Friday, March 20, 2015

Lactategate 3



I was hoping a third chapter to this saga would prove unnecessary. I was wrong. After having been told that the mailroom had been instructed to simply return my check for $15.59, I waited patiently for the fiasco to end. It was not to be. After a little more than a week, the check of destiny had not yet graced my mailbox. I yet again dialed the number for my provider and inquired as to the status. I was placed on several brief holds while the associate “got me some answers.” When he came back on the line, here is what happened:

Them – Sir, we are unable to locate the check that you sent us.
Me – What do you mean? Are you saying that you never received the check or that you received the check and it has been misplaced?
Them – It appears that the postal service lost it. Don’t worry though, I have placed a request for the check to be canceled and a new check issued. As soon as that is completed, we will get the new check out to you.
Me – Do you know when that will be?
Them – We can ask that you be notified when it occurs but I have no way of knowing when that will happen.
Me – So let me get this straight. Your new plan is to issue a new check at some indeterminate point in the future and turn over possession of that check to the same courier agency that you accuse of being inept enough to lost the original check?

- Records:
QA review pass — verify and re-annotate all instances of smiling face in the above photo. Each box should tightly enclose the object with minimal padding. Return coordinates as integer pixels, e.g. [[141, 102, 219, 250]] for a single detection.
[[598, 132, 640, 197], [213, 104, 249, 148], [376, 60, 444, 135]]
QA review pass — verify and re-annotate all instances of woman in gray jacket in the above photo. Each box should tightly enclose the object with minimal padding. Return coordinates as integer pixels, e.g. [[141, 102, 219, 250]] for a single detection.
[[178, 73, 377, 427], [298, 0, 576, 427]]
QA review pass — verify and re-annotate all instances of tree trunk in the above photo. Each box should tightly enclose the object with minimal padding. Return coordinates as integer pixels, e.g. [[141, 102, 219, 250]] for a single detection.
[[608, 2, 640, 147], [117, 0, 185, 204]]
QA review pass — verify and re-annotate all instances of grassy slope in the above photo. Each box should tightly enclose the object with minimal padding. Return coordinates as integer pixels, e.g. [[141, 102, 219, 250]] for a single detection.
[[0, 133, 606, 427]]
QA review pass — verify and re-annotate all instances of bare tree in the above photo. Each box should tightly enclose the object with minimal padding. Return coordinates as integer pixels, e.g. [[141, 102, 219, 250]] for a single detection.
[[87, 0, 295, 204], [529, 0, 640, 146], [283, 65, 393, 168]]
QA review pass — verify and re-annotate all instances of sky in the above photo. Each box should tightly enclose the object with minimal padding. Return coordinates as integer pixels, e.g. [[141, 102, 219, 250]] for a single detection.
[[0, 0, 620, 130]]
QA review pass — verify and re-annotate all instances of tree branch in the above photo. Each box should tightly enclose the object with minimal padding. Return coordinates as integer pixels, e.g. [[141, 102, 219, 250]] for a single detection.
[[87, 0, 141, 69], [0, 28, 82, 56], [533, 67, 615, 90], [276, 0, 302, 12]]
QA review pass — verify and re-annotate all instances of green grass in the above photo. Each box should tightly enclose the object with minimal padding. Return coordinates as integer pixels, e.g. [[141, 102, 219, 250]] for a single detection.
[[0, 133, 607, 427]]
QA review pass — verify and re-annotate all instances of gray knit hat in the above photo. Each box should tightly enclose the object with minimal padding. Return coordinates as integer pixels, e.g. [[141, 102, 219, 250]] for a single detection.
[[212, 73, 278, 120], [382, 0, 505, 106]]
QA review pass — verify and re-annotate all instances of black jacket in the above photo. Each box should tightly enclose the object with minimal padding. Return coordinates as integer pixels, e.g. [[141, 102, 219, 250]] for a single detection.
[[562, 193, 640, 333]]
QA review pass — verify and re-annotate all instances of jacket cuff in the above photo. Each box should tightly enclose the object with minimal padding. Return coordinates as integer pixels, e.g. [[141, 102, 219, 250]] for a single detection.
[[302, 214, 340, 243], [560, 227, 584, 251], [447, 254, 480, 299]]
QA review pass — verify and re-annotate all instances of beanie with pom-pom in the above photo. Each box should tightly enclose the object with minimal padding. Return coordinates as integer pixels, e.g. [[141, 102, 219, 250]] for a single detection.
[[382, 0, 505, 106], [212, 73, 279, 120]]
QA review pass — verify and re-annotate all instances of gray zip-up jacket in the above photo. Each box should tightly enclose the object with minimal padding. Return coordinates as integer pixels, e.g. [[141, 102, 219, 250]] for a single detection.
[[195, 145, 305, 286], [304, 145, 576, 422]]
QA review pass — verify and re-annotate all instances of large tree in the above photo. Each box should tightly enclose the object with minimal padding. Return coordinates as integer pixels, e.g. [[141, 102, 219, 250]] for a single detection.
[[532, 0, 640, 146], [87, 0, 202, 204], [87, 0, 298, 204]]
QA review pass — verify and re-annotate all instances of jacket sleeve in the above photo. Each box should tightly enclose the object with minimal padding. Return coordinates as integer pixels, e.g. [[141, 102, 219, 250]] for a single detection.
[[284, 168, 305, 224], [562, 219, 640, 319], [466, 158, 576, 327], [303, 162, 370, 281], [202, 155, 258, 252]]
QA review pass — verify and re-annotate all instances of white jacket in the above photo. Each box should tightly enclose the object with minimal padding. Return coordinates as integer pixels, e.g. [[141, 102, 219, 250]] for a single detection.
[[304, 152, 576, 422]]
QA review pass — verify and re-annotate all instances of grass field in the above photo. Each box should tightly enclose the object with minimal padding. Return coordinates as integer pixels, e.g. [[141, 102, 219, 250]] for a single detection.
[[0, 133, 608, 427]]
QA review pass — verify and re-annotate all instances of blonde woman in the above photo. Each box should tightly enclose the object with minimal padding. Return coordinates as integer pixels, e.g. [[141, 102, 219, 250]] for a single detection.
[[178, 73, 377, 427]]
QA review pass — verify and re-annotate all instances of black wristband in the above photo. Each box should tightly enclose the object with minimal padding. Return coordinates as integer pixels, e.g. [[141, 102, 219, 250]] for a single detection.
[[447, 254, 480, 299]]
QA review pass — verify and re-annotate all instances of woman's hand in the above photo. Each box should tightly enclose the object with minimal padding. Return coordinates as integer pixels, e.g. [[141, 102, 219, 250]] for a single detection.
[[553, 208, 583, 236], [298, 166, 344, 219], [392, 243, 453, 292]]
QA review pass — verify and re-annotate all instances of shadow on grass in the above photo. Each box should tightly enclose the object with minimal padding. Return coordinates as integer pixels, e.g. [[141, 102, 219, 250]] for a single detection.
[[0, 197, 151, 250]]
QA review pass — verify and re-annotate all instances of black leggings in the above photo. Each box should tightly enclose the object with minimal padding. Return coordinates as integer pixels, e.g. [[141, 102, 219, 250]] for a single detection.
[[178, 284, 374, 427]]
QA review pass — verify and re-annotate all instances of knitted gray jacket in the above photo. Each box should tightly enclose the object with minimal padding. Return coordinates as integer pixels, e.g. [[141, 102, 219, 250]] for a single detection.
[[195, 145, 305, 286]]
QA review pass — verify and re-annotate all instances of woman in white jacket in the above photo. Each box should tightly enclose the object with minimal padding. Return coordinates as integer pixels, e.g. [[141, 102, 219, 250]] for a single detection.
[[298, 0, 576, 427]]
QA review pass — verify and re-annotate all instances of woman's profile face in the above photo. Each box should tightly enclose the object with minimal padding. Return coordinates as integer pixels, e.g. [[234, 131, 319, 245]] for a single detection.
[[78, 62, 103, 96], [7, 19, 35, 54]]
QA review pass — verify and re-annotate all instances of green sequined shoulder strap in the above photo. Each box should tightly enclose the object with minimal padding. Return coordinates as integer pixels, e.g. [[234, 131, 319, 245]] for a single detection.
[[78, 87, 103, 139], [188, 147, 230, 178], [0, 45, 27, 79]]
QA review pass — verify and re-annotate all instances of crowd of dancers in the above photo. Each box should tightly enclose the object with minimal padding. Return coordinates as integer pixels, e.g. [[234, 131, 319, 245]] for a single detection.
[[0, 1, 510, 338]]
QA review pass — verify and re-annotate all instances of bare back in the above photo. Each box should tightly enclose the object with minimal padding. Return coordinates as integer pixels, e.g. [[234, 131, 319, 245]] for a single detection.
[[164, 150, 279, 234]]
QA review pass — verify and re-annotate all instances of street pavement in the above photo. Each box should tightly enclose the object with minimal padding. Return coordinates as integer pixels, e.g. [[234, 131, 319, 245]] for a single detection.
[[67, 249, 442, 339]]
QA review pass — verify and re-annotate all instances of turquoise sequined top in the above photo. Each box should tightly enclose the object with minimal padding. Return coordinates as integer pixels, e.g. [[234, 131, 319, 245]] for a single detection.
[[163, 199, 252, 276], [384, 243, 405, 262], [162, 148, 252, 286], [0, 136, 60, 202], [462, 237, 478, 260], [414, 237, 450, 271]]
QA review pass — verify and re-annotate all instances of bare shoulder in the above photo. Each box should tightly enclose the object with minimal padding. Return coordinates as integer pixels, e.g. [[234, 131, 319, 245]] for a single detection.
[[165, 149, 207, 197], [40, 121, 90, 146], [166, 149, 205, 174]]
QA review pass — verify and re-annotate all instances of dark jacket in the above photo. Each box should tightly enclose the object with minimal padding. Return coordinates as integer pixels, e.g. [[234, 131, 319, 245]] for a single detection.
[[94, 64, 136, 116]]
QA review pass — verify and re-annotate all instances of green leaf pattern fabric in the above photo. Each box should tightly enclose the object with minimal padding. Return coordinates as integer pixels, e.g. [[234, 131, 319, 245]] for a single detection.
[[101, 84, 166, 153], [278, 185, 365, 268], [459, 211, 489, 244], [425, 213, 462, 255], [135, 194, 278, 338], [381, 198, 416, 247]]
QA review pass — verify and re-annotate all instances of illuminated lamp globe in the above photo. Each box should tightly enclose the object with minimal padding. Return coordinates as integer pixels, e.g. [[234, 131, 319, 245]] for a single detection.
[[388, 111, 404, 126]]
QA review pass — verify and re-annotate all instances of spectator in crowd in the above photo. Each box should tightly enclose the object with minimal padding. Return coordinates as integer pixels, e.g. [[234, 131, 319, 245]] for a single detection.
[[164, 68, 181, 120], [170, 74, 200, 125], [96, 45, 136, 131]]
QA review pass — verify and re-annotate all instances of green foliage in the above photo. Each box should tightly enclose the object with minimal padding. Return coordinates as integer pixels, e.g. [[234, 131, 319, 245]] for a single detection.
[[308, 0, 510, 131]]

- Exercise directions: In the Lactategate 3 text, how much was the check for?

- Your response: $15.59